# Some entries
◇ ◇ ◇ ◇ ◇
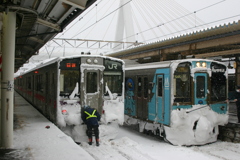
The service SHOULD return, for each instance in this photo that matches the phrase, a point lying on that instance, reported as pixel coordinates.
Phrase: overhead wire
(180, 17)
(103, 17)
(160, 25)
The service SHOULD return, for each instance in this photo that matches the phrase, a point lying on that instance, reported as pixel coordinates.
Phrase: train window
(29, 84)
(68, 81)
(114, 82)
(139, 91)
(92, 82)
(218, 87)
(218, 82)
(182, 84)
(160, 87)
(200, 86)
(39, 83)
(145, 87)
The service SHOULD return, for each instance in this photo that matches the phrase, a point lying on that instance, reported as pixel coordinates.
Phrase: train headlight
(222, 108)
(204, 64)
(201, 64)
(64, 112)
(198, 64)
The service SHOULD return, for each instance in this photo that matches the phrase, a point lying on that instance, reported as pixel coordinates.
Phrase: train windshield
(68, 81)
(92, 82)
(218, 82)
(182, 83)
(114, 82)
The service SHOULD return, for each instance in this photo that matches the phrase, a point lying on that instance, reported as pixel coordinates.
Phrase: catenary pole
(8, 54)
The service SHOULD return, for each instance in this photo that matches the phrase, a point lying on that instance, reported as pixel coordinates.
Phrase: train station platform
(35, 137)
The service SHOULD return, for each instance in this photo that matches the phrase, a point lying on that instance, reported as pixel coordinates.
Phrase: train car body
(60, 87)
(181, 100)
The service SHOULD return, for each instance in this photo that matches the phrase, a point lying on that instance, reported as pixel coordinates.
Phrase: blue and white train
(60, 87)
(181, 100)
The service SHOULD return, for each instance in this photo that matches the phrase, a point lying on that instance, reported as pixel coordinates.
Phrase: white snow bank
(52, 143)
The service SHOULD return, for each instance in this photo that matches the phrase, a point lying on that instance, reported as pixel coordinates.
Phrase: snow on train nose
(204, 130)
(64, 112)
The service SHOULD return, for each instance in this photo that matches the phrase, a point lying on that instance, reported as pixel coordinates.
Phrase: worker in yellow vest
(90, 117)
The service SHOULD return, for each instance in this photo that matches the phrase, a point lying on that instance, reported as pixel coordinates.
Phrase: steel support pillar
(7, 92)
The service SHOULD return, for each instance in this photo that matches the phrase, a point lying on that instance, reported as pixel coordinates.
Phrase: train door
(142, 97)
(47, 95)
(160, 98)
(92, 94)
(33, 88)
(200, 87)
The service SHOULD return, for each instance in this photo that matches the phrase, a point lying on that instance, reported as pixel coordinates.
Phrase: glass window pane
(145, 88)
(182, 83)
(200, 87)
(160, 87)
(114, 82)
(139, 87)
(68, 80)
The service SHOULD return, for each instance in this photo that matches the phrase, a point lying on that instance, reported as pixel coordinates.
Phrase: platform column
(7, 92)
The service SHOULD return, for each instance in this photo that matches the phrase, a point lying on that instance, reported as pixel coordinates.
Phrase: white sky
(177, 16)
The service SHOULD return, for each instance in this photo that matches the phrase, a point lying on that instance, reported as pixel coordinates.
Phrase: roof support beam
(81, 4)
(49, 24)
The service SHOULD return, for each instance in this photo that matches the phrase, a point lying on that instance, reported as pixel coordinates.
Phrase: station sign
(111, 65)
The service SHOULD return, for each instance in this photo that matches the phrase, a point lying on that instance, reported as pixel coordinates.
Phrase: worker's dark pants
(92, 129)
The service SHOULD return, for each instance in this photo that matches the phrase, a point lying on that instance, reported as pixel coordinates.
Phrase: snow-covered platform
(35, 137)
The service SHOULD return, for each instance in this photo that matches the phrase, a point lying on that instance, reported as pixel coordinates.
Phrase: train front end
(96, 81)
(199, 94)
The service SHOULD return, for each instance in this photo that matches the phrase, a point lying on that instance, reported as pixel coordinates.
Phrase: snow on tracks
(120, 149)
◇ ◇ ◇ ◇ ◇
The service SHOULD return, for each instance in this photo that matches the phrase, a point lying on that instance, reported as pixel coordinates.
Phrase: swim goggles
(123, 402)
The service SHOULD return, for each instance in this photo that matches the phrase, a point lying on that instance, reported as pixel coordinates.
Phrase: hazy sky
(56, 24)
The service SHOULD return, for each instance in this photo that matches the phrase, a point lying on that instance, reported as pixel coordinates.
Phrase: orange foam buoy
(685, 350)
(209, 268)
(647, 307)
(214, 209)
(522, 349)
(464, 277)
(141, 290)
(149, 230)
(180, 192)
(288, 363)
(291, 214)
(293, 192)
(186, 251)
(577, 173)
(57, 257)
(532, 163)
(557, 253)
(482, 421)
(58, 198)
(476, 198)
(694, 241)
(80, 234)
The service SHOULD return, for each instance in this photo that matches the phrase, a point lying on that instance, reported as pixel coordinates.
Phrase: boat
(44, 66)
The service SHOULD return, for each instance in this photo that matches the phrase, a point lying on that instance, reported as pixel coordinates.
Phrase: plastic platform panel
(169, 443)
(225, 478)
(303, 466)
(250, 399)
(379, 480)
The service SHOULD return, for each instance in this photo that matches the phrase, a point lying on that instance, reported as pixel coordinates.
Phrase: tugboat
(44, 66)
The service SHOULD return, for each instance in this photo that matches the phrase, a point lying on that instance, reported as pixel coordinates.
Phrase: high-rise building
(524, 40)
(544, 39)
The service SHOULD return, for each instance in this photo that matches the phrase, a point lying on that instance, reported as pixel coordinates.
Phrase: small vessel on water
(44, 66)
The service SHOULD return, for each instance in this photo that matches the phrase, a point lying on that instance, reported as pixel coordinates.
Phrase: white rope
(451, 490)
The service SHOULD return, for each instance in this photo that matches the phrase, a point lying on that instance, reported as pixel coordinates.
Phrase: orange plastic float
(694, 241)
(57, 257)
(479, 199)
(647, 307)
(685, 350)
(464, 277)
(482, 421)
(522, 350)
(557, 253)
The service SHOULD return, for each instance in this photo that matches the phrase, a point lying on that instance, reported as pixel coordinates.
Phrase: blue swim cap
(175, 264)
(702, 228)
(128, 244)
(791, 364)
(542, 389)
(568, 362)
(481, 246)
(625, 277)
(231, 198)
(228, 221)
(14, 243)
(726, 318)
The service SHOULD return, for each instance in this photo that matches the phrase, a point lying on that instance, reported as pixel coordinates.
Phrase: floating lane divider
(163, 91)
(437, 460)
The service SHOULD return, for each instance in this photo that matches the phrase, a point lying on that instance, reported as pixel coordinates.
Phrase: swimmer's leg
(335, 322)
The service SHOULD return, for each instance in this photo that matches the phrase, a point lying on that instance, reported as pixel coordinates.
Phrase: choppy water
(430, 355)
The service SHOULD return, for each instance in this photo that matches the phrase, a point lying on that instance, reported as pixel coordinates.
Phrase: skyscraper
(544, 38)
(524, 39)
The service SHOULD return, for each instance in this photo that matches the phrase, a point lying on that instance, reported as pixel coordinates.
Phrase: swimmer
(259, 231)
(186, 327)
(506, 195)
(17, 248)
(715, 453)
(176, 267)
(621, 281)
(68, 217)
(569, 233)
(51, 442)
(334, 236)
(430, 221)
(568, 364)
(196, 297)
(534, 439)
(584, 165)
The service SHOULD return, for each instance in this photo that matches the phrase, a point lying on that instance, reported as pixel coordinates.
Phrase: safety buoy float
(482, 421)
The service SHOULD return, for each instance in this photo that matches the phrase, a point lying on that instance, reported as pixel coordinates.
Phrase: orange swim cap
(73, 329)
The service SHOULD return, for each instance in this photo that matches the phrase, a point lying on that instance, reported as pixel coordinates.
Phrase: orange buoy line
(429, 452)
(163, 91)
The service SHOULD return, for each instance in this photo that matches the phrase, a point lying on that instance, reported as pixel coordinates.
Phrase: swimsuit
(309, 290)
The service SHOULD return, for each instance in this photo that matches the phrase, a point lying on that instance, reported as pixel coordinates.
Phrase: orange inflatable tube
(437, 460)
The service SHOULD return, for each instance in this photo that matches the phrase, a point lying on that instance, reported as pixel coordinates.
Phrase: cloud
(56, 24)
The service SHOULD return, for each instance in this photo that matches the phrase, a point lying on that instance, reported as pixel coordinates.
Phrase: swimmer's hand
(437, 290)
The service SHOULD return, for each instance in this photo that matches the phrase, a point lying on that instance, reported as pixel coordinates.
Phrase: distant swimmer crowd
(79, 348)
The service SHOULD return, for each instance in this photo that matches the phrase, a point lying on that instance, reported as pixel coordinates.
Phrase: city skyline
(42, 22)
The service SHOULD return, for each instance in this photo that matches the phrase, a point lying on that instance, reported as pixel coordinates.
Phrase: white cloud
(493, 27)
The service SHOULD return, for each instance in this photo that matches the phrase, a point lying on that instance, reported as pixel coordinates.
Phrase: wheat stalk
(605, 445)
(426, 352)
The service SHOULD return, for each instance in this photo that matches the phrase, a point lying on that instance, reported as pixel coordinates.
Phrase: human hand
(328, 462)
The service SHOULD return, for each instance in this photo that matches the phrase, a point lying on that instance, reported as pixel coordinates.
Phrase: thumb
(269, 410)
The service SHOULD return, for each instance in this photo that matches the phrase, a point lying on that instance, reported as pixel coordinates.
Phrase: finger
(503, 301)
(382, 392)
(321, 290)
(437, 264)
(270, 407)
◇ ◇ ◇ ◇ ◇
# WHAT TO DO
Filter the entries above, copying each line that contains the word "blue".

# EXPECTED ANSWER
Phrase: blue and white train
Phrase: blue swim cap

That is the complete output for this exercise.